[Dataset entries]
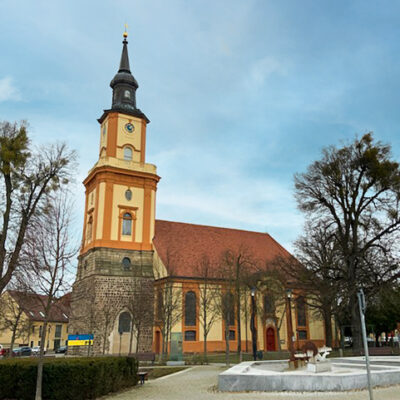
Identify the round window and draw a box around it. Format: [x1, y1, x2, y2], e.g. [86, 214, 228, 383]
[122, 257, 131, 270]
[125, 189, 132, 201]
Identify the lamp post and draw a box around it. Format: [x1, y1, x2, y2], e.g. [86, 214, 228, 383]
[286, 288, 296, 368]
[250, 287, 257, 361]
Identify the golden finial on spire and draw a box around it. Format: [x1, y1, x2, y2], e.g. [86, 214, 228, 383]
[123, 23, 128, 38]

> **Problem details**: Reproduce the data word for word, excluding its pictures.

> **Response to the exercise**:
Identify the round window and draw a box around it. Format: [x1, y1, x2, y2], e.g. [86, 214, 228, 383]
[122, 257, 131, 270]
[125, 189, 132, 201]
Identify the lamp post and draw a box around it. Format: [x1, y1, x2, y2], e.g. [86, 214, 228, 383]
[286, 288, 296, 368]
[250, 287, 257, 361]
Identify the golden finial on spire and draw a box around it. Format: [x1, y1, x2, y2], e.g. [86, 214, 228, 383]
[123, 23, 128, 38]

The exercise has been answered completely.